Exercise description: Give the part of the entries that opens with the line containing "the white column" and closes with the line containing "Target: white column", both ends included, as a JSON list of strings with one string per line and blank lines left out. Leave the pictures out of the answer.

Dataset excerpts:
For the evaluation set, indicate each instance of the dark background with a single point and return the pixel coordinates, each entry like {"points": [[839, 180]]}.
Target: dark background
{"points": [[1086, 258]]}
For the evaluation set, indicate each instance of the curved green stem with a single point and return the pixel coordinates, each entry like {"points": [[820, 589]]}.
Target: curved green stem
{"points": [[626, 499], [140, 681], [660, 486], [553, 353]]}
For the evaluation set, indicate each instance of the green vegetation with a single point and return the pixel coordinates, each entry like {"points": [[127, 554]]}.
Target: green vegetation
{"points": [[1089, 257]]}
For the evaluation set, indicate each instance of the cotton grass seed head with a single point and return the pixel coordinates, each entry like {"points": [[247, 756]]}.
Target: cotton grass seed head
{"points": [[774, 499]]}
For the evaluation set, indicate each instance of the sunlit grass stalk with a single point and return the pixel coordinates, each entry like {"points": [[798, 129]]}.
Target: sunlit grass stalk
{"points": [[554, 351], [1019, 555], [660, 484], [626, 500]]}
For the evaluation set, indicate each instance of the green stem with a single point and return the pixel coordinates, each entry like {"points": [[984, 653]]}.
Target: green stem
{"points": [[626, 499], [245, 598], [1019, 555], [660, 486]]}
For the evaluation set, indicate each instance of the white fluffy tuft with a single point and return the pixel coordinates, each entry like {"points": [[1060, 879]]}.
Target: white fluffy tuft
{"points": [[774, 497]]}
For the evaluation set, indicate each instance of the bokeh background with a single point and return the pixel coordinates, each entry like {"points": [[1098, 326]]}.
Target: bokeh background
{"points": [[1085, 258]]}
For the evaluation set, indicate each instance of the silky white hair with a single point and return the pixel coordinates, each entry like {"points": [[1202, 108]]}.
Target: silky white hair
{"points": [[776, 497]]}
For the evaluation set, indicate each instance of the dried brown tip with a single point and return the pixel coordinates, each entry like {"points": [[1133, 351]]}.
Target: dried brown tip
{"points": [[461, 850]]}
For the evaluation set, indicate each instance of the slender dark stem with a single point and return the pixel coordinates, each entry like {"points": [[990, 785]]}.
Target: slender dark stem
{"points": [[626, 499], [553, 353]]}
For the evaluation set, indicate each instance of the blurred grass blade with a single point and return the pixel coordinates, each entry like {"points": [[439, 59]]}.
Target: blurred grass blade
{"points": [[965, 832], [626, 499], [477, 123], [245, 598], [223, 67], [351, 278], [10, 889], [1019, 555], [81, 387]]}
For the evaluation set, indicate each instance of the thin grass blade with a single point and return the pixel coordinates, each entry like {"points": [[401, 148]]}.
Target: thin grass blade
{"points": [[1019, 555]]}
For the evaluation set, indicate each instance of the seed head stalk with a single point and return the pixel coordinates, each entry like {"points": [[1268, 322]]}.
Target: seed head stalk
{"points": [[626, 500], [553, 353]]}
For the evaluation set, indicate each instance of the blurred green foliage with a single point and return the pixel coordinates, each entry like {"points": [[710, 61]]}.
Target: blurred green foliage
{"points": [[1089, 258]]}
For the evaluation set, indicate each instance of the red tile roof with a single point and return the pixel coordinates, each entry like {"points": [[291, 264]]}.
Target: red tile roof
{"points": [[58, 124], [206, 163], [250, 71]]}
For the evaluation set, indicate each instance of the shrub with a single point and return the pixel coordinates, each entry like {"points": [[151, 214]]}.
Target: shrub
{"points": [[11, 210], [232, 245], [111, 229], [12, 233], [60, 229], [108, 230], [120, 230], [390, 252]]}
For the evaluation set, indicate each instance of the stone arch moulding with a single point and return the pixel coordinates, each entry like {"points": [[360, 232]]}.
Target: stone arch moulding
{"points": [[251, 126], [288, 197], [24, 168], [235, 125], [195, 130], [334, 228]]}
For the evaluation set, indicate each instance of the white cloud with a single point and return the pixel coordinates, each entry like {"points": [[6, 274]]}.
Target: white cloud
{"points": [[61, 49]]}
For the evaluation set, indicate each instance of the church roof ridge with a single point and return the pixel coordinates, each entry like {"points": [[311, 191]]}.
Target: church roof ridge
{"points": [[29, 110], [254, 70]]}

==

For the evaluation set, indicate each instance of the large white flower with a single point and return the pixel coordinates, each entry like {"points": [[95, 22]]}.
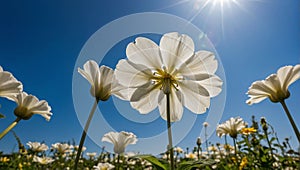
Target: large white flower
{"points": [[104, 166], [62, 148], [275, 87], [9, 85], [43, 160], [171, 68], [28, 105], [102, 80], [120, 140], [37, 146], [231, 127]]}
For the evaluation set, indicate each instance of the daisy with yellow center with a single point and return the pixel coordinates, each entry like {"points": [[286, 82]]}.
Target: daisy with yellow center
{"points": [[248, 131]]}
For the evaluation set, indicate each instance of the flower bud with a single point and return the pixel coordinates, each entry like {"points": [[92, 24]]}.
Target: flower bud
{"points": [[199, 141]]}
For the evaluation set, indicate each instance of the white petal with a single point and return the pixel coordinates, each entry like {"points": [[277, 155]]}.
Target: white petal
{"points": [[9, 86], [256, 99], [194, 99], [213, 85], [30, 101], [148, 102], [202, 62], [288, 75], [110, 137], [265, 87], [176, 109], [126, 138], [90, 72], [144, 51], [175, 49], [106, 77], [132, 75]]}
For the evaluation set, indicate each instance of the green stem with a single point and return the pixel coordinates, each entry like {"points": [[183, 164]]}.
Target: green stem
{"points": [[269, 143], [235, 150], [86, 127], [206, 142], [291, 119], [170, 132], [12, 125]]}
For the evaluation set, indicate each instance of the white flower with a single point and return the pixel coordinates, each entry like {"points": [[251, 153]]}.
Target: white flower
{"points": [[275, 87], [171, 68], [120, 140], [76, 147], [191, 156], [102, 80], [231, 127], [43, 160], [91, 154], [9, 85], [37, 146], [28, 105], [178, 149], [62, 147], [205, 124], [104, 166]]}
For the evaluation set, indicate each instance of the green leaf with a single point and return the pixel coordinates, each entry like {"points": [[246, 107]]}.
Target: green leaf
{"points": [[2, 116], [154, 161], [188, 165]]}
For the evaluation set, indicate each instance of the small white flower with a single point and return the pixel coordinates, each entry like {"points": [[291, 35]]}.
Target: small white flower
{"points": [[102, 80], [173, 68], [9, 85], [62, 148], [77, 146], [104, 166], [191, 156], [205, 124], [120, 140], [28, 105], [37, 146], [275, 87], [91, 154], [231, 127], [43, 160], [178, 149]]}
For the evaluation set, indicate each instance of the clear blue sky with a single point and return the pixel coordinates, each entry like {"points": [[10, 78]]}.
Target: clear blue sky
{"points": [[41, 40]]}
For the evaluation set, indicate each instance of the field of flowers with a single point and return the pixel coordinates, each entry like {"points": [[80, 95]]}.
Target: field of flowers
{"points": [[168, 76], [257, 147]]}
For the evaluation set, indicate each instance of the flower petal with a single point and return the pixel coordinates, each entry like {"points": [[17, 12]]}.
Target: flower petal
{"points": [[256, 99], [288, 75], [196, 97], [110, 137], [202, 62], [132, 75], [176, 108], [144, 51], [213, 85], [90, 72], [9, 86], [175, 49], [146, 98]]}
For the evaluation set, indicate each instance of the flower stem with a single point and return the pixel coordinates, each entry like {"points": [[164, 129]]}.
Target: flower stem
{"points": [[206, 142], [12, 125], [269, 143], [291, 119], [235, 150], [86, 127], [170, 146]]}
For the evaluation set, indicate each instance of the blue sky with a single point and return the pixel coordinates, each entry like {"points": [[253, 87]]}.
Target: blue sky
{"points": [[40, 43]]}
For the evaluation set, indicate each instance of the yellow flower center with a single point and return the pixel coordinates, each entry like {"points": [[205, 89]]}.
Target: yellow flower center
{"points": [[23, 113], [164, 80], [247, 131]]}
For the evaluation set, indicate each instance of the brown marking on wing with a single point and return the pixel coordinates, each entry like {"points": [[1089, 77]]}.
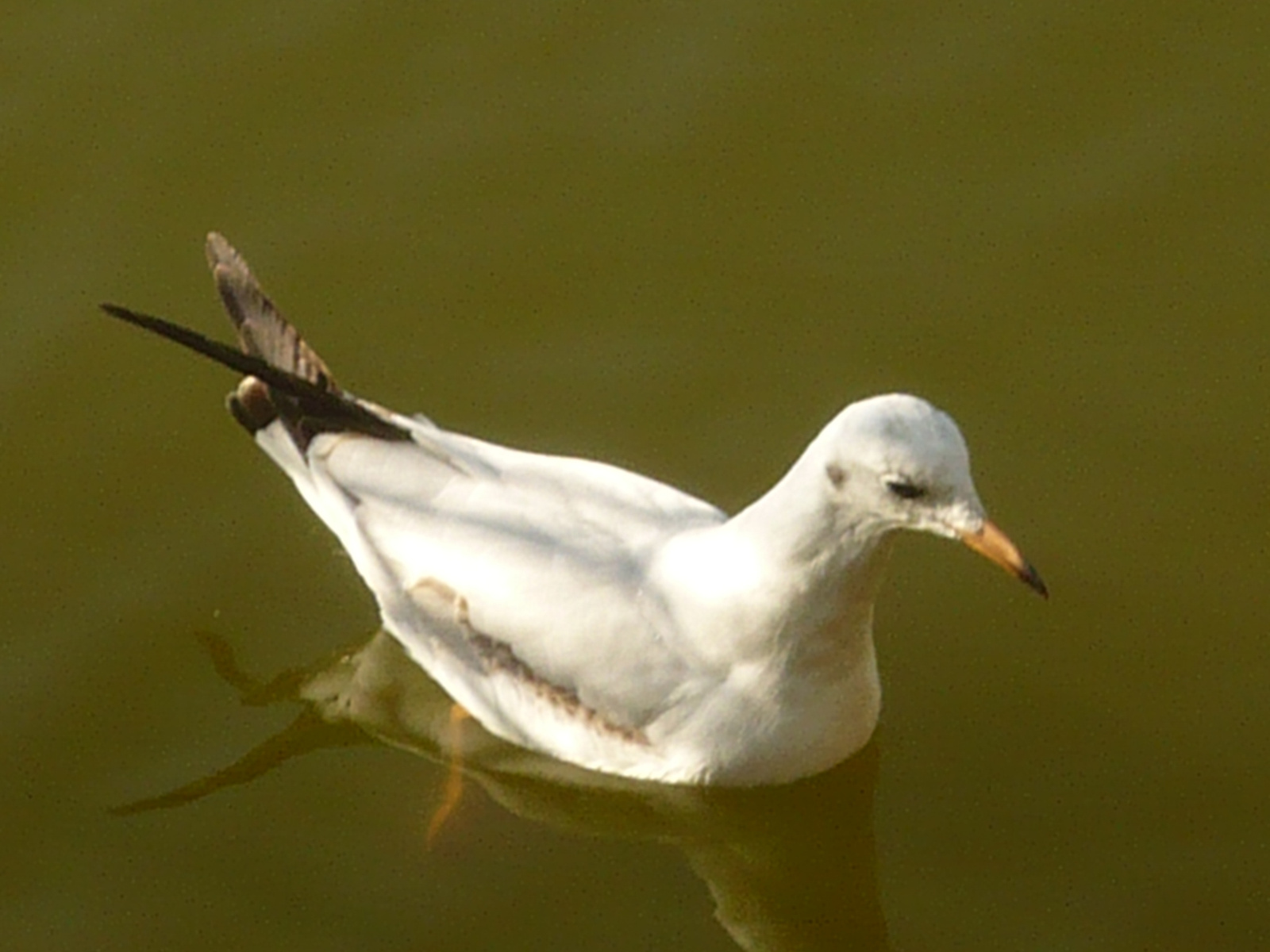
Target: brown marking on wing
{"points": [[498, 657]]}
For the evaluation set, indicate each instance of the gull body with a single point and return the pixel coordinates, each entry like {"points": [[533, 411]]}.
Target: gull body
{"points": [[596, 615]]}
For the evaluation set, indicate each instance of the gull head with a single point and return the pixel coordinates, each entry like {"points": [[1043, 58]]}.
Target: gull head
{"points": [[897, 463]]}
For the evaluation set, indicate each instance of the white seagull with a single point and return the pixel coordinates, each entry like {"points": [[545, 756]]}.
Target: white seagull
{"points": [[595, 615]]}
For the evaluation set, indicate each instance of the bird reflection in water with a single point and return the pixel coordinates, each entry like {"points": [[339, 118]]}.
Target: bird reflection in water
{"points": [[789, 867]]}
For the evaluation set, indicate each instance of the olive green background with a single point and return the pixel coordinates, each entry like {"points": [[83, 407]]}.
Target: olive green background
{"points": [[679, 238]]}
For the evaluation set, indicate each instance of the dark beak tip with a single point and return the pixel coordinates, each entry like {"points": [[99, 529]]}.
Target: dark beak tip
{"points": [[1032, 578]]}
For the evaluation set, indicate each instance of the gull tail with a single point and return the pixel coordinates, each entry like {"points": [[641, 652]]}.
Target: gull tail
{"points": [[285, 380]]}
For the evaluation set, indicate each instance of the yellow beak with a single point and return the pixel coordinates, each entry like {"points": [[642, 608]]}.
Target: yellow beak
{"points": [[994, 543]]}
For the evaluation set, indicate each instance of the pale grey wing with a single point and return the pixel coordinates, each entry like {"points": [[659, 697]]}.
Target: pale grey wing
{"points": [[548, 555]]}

---

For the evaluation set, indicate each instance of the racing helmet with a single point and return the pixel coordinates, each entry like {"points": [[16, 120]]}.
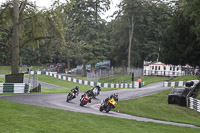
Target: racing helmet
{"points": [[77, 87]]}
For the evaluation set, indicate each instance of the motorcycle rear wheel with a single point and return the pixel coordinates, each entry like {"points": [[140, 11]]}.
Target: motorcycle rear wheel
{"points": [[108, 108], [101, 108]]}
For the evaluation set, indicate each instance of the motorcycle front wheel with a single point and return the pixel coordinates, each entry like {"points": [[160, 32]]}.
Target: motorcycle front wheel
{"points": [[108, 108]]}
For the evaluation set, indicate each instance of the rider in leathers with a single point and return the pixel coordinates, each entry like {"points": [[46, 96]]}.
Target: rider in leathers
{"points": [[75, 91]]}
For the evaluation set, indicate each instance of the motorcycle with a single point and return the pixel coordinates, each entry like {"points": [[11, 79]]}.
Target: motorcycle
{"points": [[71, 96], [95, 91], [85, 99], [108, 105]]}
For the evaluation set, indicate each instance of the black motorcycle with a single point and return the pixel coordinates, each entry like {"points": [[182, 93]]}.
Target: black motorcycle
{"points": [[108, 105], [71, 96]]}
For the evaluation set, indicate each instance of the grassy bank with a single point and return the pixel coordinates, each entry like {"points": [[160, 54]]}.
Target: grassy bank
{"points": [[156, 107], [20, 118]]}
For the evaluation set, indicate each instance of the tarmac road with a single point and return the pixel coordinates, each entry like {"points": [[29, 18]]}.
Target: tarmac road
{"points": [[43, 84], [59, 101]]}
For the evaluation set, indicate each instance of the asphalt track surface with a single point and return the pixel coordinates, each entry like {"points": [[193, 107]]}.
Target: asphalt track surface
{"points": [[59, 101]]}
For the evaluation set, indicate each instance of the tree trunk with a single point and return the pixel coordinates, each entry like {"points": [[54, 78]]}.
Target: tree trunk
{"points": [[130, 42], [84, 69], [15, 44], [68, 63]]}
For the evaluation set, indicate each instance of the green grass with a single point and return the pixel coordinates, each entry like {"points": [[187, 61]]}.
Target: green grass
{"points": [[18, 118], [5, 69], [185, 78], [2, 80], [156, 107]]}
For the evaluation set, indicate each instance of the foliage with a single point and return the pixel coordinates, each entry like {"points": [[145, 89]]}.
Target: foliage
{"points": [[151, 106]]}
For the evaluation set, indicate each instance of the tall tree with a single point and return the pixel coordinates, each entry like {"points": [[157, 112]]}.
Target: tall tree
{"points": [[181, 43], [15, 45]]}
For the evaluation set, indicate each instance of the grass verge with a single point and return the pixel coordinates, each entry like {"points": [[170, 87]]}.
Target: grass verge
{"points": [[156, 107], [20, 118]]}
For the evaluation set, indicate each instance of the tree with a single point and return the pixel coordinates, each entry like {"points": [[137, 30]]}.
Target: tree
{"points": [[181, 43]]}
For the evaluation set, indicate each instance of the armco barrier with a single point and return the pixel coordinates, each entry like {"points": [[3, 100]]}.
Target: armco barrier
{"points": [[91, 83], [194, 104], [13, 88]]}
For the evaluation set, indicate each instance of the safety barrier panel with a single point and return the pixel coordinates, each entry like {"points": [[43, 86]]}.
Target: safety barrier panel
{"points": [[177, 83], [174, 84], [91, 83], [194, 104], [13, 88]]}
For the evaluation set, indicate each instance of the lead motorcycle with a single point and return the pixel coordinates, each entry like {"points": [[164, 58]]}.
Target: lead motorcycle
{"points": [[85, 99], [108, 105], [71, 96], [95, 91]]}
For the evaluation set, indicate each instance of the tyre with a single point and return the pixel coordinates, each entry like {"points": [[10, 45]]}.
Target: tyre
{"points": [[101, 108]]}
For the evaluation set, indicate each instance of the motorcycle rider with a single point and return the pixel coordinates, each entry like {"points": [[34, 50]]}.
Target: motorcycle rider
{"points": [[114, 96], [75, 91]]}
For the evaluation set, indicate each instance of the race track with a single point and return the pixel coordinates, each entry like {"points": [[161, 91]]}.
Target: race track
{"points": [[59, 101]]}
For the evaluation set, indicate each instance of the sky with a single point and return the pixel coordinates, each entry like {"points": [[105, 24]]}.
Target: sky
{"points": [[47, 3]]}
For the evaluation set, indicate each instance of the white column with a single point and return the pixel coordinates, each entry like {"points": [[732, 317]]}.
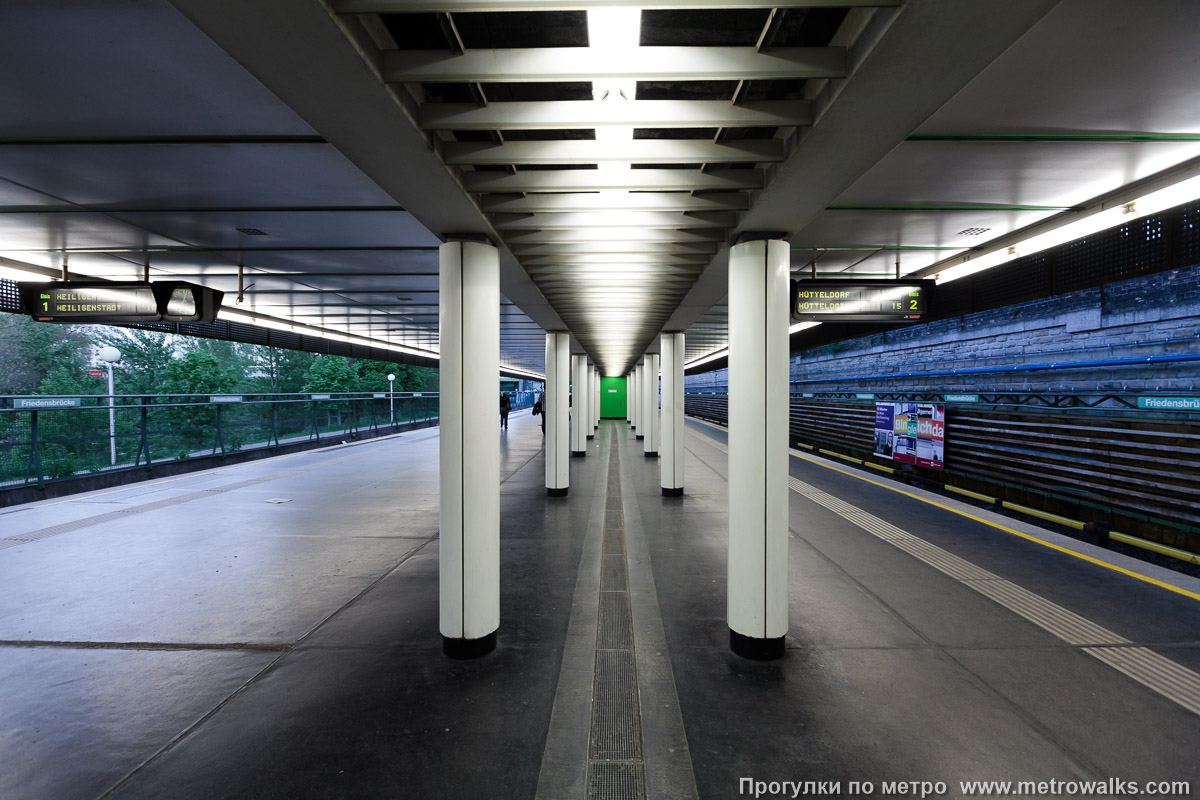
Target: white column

Task output:
[
  "For the evaluation set, indicate each instance of the white column with a single point and return the pixel coordinates, each entry like {\"points\": [[732, 317]]}.",
  "Target: white column"
]